§ **WHAT IS BEING ASKED**: Continue the forum thread below on groundcovers for an eroding slope, starting after its last post.
--- PAGE EXTRACT Enclosed Below ---

    Here is a link that might be useful: IMPACTS AND THREATS POSED BY CORONILLA VARIA (Crown Vetch)

  • sage_lover

    Heed the advice of LOL on Crown Vetch as it is almost evil in nature. (Sorry Chinagirl). Look into Gro-low sumac. It is extremely drought tolerant, spreads nearly 8' wide, and has a root system suited for slope retention. Excellent fall color is also a plus. Most weeds cannot compete with it, with the exception of crown vetch! It gets almost 3' high where I grow it. Early yellow flowers are ok but not worth writing home about. Good luck!

  • Ina Plassa_travis

    why is PA, the home of crown vetch (compliments of Penn State ag school, who were trying to develop a nitrogen-fixing, slope-holding ground cover)

    the only place it doesn't seem to be a total pest?

    low bush blueberry is a great idea, though- especially if there are younguns in the area who'd care to harvest them for a share of the spoils ;)

    a low-growing sumac? ooh! yum! glorious ! MUCH prettier than crown vetch ;)!

  • sage_lover

    Let's face it, neither low grow sumac or crown vetch is very pretty. I would not use the words yum and glorious to describe either. No disrespect intended lol.

    Sometimes you have to pick from a short list of plant alternatives. Perhaps I am wrong about crown vetch, but I am seeing it advance at an alarming rate. Have seen it overtake groundcovers, invade grass, continue up a hill of shrubs. I am beginning to think it is the worst weed I have ever had to deal with. ooh! yummy!

  • Hawkeye_Belle

    I agree with sage lover about crown vetch. A nasty weed.

    Has anyone suggested sedum? There are many varieties in various heights and would make a lovely pattern.

  • creatrix

    Check this site out- low prices on small groundcover plants.

    They say they're well rated by GardenWatchdog-

    Here is a link that might be useful: Classy Groundcovers

  • Suzinthecountry

    I'm also in zone 5 in NY and have a similar problem to you - steep slope along driveway, major soil erosion and grass won't grow but I also have a group of Norway maples that are nutrient hogs and provide heavy shade. Three years ago I planted a combination of pachyasandra, vinca and ajuga. The vinca has been winning the battle on being fruitful and multiplying without any terracing or special treatment. But it's been a slow process. One thing I am tempted to try this fall is to lay down landscape fabric over a part of my slope and then create holes in the fabric to plant additional vinca. The fabric prevents self-sowing so any vinca I plant will have to grow upwards and sideways, but I'm thinking the fabric may prevent the soil and nutrient run-off so I'm going to give it a try.
--- End of Enclosed PAGE EXTRACT ---
--- EXTRACTED INFORMATION Enclosed Below ---
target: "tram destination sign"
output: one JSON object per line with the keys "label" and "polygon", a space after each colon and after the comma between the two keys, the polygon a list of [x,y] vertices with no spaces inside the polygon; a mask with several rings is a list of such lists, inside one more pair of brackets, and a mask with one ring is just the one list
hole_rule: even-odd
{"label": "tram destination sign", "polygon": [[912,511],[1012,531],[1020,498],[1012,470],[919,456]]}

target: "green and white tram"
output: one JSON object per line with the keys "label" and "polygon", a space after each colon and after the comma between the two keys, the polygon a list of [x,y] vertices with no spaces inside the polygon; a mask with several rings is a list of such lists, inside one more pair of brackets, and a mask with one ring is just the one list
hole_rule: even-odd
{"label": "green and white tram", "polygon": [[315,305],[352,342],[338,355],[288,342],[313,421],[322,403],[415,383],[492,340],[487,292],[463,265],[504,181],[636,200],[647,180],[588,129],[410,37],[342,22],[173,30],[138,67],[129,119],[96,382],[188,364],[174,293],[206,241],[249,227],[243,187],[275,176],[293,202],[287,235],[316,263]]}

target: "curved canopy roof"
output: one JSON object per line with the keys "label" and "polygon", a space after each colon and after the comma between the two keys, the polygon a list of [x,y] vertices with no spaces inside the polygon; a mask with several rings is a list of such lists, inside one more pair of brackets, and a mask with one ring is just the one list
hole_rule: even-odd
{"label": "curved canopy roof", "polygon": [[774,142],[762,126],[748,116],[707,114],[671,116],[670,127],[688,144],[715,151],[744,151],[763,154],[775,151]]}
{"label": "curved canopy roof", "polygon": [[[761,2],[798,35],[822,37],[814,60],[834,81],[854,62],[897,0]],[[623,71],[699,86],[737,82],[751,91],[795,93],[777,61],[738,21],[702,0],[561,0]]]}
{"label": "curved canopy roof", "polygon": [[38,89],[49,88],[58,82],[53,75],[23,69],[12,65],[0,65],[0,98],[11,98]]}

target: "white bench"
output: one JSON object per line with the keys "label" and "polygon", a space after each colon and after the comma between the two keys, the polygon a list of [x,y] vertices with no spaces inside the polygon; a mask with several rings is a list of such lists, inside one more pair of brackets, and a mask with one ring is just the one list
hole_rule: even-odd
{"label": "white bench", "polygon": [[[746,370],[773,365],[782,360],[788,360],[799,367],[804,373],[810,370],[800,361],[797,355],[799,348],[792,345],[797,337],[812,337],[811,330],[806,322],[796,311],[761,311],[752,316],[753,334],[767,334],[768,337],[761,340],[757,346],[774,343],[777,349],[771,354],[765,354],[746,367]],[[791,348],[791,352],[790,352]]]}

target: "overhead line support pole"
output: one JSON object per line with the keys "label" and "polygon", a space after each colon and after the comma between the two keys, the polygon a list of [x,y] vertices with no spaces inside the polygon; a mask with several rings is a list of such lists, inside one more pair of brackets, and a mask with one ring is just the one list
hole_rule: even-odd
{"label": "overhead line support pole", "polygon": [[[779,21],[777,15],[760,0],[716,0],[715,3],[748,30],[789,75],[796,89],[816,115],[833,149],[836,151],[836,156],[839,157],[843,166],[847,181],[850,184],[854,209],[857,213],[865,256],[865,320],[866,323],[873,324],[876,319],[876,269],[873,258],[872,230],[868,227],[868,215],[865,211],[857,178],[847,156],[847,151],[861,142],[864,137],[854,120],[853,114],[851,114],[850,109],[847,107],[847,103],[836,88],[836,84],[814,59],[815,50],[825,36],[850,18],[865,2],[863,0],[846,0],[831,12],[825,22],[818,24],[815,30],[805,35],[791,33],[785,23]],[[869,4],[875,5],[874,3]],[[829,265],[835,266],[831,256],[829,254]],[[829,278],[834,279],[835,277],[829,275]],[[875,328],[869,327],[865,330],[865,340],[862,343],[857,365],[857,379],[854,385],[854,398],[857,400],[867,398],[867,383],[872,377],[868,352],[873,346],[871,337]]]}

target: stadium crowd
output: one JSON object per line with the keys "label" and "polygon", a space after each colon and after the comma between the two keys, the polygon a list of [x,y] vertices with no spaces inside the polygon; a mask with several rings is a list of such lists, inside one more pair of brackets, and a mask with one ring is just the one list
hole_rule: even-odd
--- End of Enclosed EXTRACTED INFORMATION ---
§ **REPLY**:
  • flrlady

    Hey I am apparantly from the same area as you---getting older too---steep roadside bank too---clay rocks and fullsun. I planted creeping phlox, daffodils, grape hyacinths, and daylillies. Purple coneflowers reseeded onto the bank and I have also started transplanting Iris. They all do great. What I did was spray a total vegetation killer in a blocked out area at a time (an area I knew I would be able to get planted that season) It has taken me 3 seasons, but I am on my last small area. The last 20 feet!!! I had a 220' stretch of bank to do. The plants all do well on their own, the creeping phlox keeps the weeds down, while allowing the iris, daylilies and coneflowers to come up through. Please don't put that awful crownvetch in---it is one of the worst things to kill off, as bad as creeping charlie. Ann

  • laceyvail 6A, WV

    While it may be useful on highway cuts, it should be against the law to sell crown vetch to civilians! Terrible, invasive stuff.
    Rhus aromatica 'Gro-lo' is attractive. And another shrubby spreader is Hypericum calycinum. Good for exactly the situation described.

  • buyorsell888

    Juniperus horizontalis 'Bar Harbor'

    There are also other low spreading groundcover junipers that have yellow and blue foliage to give a tapastry effect. This is assuming you want to plant it and leave it and not be out tinkering in it as they are prickly.

    You can also interplant with heathers, Calluna vulgaris.
    They are evergreen, love good drainage and sun and bloom and are hardy to zone 4 mostly. Ericas aren't all hardy, you want Callunas.

  • buyorsell888

    Oops. 'Bar Harbor' is blue, contrast with bright green and yellow.